WORK INSTRUCTION:
Whenever a line in the data holds the string "blue", pull that line out.

(Beginning of GIVEN RECORDS)

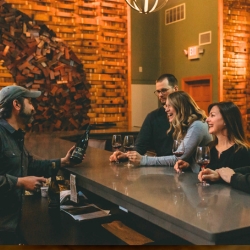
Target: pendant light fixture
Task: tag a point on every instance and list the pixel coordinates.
(146, 6)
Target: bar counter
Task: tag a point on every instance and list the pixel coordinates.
(216, 214)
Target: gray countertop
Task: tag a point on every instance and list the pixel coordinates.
(216, 214)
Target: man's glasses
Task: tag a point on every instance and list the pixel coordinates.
(162, 91)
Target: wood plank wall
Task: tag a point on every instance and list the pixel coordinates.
(97, 32)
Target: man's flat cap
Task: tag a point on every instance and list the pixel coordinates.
(10, 93)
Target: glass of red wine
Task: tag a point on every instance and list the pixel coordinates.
(128, 145)
(178, 150)
(203, 159)
(116, 143)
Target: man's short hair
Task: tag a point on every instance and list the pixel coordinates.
(171, 79)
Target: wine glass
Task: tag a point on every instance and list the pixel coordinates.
(178, 150)
(128, 145)
(116, 143)
(203, 159)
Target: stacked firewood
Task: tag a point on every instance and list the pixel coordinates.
(97, 32)
(38, 60)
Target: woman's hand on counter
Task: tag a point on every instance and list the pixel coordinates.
(226, 174)
(180, 164)
(117, 155)
(134, 157)
(65, 161)
(208, 175)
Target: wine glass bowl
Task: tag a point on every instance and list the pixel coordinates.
(128, 145)
(203, 159)
(116, 142)
(178, 150)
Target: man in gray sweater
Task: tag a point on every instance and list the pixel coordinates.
(153, 133)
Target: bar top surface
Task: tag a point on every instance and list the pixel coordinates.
(202, 215)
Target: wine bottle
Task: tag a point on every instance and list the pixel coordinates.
(54, 191)
(81, 146)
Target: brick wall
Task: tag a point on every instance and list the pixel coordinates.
(236, 38)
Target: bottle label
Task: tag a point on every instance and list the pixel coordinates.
(78, 152)
(54, 201)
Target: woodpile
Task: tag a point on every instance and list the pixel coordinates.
(96, 31)
(38, 60)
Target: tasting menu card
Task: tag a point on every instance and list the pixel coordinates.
(87, 212)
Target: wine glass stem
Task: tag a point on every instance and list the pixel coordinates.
(203, 182)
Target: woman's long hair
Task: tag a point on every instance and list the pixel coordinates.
(187, 111)
(233, 120)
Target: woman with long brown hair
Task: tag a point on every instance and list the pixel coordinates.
(187, 123)
(230, 148)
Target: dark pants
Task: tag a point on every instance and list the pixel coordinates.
(12, 238)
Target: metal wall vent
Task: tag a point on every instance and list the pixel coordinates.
(175, 14)
(205, 38)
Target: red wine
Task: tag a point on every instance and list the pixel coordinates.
(116, 145)
(128, 148)
(203, 163)
(178, 153)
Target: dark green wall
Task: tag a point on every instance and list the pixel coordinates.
(145, 50)
(159, 47)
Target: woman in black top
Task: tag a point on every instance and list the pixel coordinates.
(229, 149)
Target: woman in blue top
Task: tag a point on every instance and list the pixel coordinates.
(187, 122)
(229, 149)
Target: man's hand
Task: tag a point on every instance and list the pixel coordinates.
(180, 164)
(117, 155)
(30, 183)
(208, 174)
(66, 160)
(134, 157)
(225, 174)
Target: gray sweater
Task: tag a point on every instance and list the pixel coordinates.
(197, 135)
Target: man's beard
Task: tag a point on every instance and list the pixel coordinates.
(26, 118)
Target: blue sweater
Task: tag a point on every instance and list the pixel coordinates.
(197, 135)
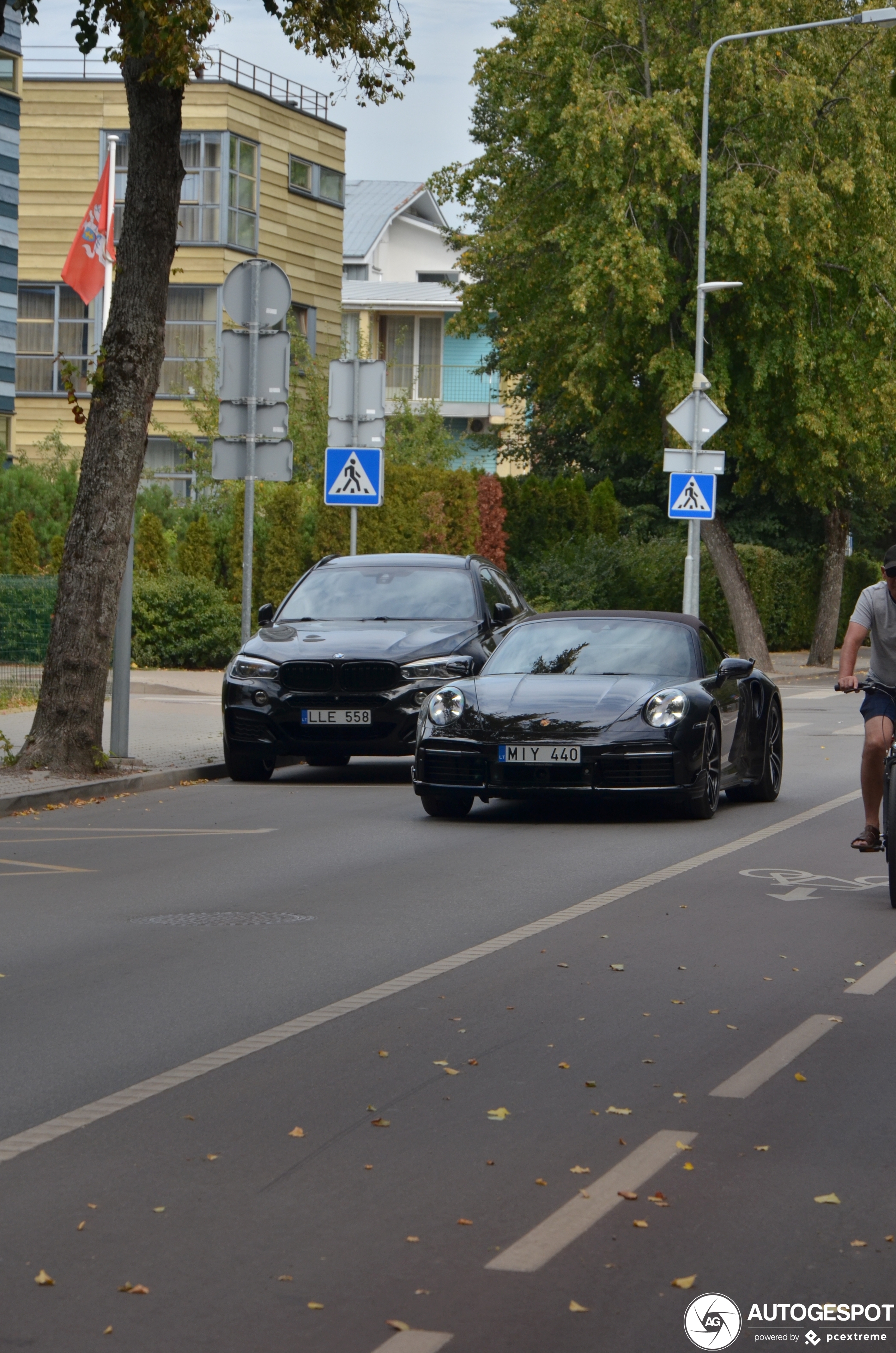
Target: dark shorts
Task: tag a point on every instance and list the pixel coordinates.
(879, 703)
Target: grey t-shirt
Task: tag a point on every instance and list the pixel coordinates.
(876, 609)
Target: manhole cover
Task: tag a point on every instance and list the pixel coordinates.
(223, 919)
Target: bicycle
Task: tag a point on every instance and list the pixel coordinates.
(888, 816)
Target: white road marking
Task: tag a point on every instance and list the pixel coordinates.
(775, 1058)
(875, 979)
(534, 1251)
(55, 1128)
(414, 1341)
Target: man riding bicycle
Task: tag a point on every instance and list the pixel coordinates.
(876, 615)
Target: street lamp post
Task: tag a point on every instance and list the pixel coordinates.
(880, 19)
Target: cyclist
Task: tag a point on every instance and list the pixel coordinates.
(876, 615)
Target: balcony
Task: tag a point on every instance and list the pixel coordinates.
(462, 392)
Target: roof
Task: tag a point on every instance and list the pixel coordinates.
(400, 295)
(371, 204)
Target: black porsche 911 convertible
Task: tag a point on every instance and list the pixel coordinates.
(603, 703)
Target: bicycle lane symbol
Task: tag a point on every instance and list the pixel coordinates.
(803, 886)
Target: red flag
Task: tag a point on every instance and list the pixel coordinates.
(84, 270)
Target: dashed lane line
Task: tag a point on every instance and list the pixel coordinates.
(875, 979)
(593, 1202)
(775, 1058)
(414, 1341)
(48, 1131)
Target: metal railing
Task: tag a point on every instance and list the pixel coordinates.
(448, 385)
(47, 61)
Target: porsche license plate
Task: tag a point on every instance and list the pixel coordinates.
(336, 716)
(540, 755)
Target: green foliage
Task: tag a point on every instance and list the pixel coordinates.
(183, 623)
(24, 546)
(197, 552)
(151, 547)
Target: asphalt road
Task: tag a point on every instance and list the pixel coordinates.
(144, 934)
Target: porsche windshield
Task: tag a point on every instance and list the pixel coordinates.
(385, 593)
(596, 647)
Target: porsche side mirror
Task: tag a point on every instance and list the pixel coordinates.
(734, 669)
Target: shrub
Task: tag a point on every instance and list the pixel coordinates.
(183, 622)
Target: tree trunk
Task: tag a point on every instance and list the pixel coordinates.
(837, 525)
(67, 735)
(745, 617)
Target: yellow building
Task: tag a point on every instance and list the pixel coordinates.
(265, 176)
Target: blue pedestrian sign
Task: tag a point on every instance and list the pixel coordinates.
(354, 477)
(692, 497)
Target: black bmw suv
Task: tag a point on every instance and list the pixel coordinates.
(352, 654)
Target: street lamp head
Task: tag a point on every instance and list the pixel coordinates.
(880, 18)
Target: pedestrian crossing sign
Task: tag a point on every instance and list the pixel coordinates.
(692, 497)
(354, 477)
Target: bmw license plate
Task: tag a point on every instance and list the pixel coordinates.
(336, 716)
(540, 755)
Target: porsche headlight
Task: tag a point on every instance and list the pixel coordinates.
(438, 669)
(447, 705)
(666, 708)
(254, 669)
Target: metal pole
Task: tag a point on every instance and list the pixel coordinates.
(122, 659)
(691, 598)
(248, 515)
(352, 547)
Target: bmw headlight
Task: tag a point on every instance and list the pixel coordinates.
(438, 669)
(666, 708)
(447, 705)
(254, 669)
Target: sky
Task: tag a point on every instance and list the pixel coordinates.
(406, 139)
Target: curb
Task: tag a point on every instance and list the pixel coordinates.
(120, 785)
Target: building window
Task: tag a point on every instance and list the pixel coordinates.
(243, 197)
(191, 332)
(53, 331)
(313, 180)
(217, 205)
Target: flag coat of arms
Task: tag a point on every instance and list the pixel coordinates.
(84, 270)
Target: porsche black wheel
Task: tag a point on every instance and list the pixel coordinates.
(706, 802)
(249, 765)
(447, 805)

(End of GIVEN RECORDS)

RESULT FOR THIS TASK:
Target: woman in blue top
Target: blue sweater
Target: blue pedestrian sign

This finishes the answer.